### WHAT NEEDS TO BE DONE
Please copy the listing below word for word, omitting the pictures.

Bounding box annotation listing
------------------------
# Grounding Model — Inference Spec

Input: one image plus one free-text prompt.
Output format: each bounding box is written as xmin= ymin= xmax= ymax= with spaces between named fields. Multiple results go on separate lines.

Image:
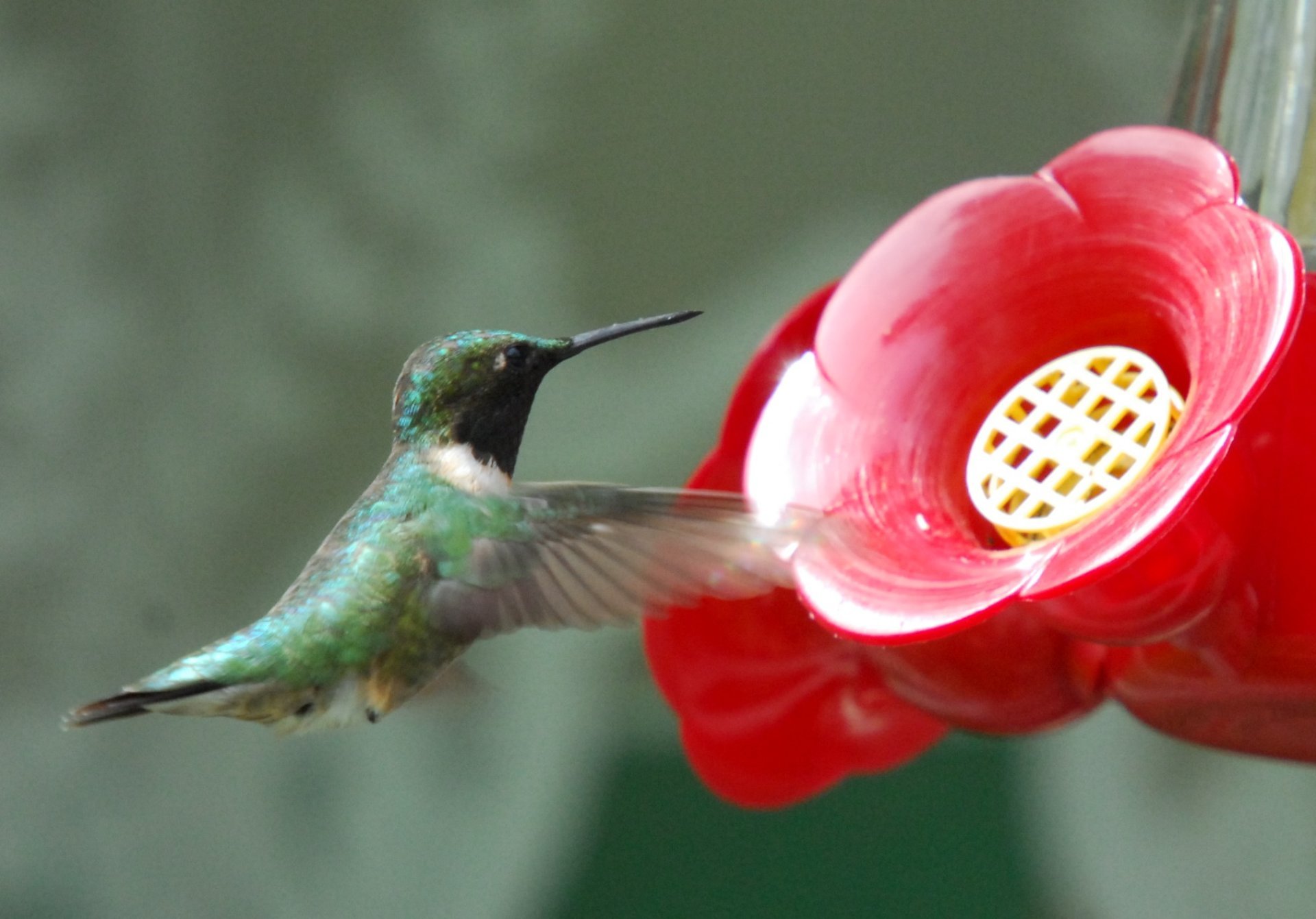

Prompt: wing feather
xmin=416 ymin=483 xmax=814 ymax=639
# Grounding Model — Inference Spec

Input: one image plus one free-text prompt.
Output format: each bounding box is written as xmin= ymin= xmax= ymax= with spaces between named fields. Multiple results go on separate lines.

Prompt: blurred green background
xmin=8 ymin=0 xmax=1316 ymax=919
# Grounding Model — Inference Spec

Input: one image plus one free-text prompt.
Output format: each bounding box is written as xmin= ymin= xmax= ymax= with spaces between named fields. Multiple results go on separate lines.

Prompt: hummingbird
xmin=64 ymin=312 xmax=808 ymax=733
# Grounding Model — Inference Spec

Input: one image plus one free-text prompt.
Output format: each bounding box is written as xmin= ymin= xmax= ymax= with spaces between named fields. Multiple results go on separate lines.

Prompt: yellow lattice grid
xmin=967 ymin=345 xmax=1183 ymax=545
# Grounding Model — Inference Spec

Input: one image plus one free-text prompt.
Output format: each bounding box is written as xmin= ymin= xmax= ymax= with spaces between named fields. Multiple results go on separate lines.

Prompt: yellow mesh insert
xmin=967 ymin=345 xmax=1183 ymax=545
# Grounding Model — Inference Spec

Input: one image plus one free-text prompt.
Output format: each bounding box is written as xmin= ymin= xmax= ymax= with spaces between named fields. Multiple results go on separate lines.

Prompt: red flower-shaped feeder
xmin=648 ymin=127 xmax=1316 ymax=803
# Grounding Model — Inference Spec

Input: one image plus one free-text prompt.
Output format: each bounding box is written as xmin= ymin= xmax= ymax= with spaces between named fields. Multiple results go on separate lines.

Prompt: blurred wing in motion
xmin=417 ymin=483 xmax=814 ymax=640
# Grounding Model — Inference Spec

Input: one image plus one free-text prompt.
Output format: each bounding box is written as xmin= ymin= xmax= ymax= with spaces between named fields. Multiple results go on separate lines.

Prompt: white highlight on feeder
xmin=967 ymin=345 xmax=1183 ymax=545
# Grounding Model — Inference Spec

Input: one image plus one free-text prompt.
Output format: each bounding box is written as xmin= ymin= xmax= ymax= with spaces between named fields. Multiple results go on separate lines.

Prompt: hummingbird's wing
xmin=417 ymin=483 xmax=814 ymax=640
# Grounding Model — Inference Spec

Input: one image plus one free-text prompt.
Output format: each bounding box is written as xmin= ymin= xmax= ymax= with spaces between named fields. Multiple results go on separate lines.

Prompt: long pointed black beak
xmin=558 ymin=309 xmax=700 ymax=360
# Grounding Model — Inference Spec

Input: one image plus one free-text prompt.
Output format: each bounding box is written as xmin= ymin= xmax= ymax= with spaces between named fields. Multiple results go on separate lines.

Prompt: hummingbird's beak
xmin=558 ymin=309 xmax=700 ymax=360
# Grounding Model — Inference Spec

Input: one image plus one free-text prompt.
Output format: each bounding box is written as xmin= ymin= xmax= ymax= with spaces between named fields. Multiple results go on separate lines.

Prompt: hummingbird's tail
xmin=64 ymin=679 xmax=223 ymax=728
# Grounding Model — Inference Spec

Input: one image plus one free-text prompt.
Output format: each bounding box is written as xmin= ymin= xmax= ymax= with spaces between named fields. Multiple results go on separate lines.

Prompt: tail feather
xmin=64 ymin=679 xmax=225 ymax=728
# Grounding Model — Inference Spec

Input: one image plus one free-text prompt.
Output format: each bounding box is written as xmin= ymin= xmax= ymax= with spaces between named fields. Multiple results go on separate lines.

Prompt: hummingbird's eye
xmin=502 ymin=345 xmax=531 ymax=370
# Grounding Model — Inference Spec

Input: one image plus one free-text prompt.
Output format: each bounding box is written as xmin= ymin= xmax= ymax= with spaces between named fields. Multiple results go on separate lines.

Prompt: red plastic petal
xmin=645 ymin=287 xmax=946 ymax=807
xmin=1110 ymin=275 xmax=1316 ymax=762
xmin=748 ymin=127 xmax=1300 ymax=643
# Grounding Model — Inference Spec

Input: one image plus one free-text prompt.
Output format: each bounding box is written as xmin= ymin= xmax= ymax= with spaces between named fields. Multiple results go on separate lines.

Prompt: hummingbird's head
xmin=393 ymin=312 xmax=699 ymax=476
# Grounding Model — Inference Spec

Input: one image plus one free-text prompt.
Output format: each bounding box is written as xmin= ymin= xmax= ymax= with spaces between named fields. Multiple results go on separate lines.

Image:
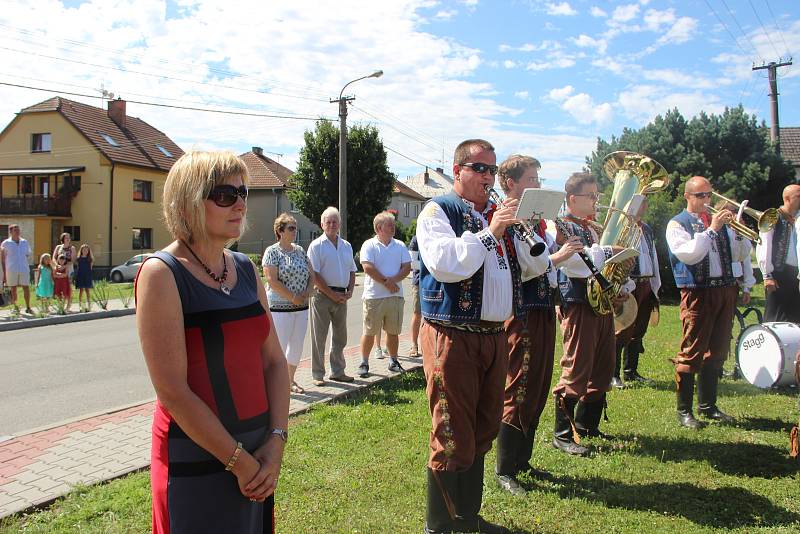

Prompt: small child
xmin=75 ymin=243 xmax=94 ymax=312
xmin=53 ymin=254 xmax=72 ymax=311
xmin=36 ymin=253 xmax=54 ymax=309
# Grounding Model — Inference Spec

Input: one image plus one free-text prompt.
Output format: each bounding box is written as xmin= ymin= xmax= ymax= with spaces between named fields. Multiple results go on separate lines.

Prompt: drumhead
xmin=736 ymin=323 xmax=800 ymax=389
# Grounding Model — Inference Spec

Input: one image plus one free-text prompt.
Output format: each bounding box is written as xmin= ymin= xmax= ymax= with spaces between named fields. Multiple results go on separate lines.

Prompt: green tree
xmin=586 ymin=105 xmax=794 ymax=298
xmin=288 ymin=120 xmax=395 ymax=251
------------------------
### WRITTEN RESPONSE
# Grounding Model — Inference Spec

Input: one image plus one free-text prompt.
Output format: each bounding box is written as xmin= ymin= xmax= ymax= with spaces between named fields. Multiple results go on separate lines.

Image:

Prompt: wing feather
xmin=416 ymin=483 xmax=814 ymax=639
# Grounding Model — Inference Spec

Input: one image plus one free-text prompt.
Output format: each bounding box is written as xmin= ymin= xmax= ymax= with spaces between named fields. Multiple results go on separate lines.

Prompt: blurred green background
xmin=8 ymin=0 xmax=1316 ymax=919
# Grounding Model — Inference Spec

Input: one image plus one free-text prompt.
Output format: each bounding box is written as xmin= ymin= xmax= ymax= with spaces between named fields. Multiple results go on separate lines.

Prompt: hummingbird
xmin=64 ymin=312 xmax=808 ymax=733
# Grounding Model — Inference Spec

Input: one image plus one free-text prompt.
Output format: each bounding box is written as xmin= ymin= xmax= ymax= with spaces between named fields. Multiple results go on separate lines.

Prompt: yellow lattice grid
xmin=967 ymin=345 xmax=1183 ymax=545
# Grounding Model — Inference Spec

Input: one image plus one free-text prompt.
Output format: each bounding box is written as xmin= ymin= xmax= ymax= with spaces between named fields. Multiple results go on separate lines.

Prompt: yellow mesh insert
xmin=967 ymin=345 xmax=1183 ymax=545
# Grounding Model — Inference Spec

Input: one image plus one free-text prompt.
Output format: each bounding box is written as xmin= ymin= xmax= ymax= with spaces between named fields. Multiple results go on separate lines.

Prompt: red flower-shaped feeder
xmin=648 ymin=127 xmax=1316 ymax=803
# Grounding Model — Inference Spec

Input: one image plus one free-text prompt.
Output format: each bounding box is written as xmin= ymin= xmax= ymax= with spaces between named fields. Multiple results go on separate lines.

Prompt: blurred wing in motion
xmin=417 ymin=483 xmax=814 ymax=640
# Grounding Model — Inference Spec

Input: one image plus one free-text prompt.
Output format: each bounding box is written as xmin= ymin= xmax= ymax= with spaces between named fields. Multiple results go on separate lines.

Prompt: white highlight on feeder
xmin=967 ymin=345 xmax=1183 ymax=545
# Grounding Model — Inference Spec

Input: one image plus one free-text prompt.
Output format: each bounding box is written as xmin= ymin= xmax= ymax= with spaces between named fields. Multiple results go on separate lines.

Prompt: hummingbird's wing
xmin=417 ymin=483 xmax=814 ymax=640
# Grounding Model — Inference Spec

Input: one image plus one free-text prompt.
Output format: each bounding box is written as xmin= ymin= xmax= ymax= with spaces between named fields. Multiple results go on separate lines.

Prompt: long pointed black beak
xmin=558 ymin=309 xmax=700 ymax=360
# Grounding Model — Inference Spec

Input: one image plus one free-text prompt.
Output format: each bounding box is written as xmin= ymin= xmax= ymax= with spaces between named fields. Multiple results go on separate lines.

Prompt: hummingbird's beak
xmin=558 ymin=309 xmax=700 ymax=360
# Grounding Model — Inference Spec

Input: one image plus one free-text prompt.
Output format: each bounding box is written as xmin= ymin= xmax= ymax= with spaces between named fields. Multiple results go on separate lines.

Prompt: hummingbird's tail
xmin=64 ymin=679 xmax=223 ymax=728
# Grounding Model — Inference Spec

Input: one image plus one free-text prompt.
Output format: each bounding box is written as xmin= ymin= xmax= ymax= with spaces between named fields. Multiple results go on separate lines.

Prompt: tail feather
xmin=64 ymin=679 xmax=225 ymax=728
# Grounding Model — Inference Spec

Input: one image plus one free-text prompt.
Output format: each bounding box is written as xmin= ymin= xmax= ymax= with spaces between named fields. Multiple results go on separate lines.

Prompt: hummingbird's eye
xmin=502 ymin=345 xmax=531 ymax=370
# Grounding Model — Inference Spec

Input: one image plus one free-text prompt.
Output format: each bounding box is written as xmin= ymin= xmax= ymax= with spaces between named fields. Multiple results go on separate lines.

Prompt: red plastic petal
xmin=645 ymin=287 xmax=946 ymax=807
xmin=1110 ymin=275 xmax=1316 ymax=762
xmin=748 ymin=127 xmax=1300 ymax=643
# Grounding Model — Inference Spec

Input: one image plus one free-text prompt.
Output format: each bounding box is written as xmin= ymin= xmax= ymax= with spaces between named fields. Multiple results go on separate lines.

Prompt: hummingbird's head
xmin=393 ymin=312 xmax=699 ymax=476
# Grounding Model — Inference Spec

Input: one image plus one free-text prompt.
Output format: each bounding box is written as xmin= ymin= xmax= ymax= with spaces between named fields. Multiple results go on separate lines.

Image:

Prompt: small child
xmin=75 ymin=243 xmax=94 ymax=312
xmin=53 ymin=254 xmax=72 ymax=311
xmin=36 ymin=253 xmax=54 ymax=309
# Grounding Model — Inference Spec

Input: one image plus one free-text prompt.
Output format: each bounding box is written as xmin= ymin= xmax= ymax= with spaces between named fields. Multiple results go on separate lines.

Prompt: drumhead
xmin=736 ymin=323 xmax=800 ymax=389
# Grounding Model — Inference Spec

Input: one image plus one free-text prompt.
Output format: each bounding box is written as xmin= ymin= xmax= ymax= with spaces between named fields. Multiple results go on separate lines.

Prompt: green tree
xmin=586 ymin=105 xmax=794 ymax=298
xmin=288 ymin=120 xmax=395 ymax=251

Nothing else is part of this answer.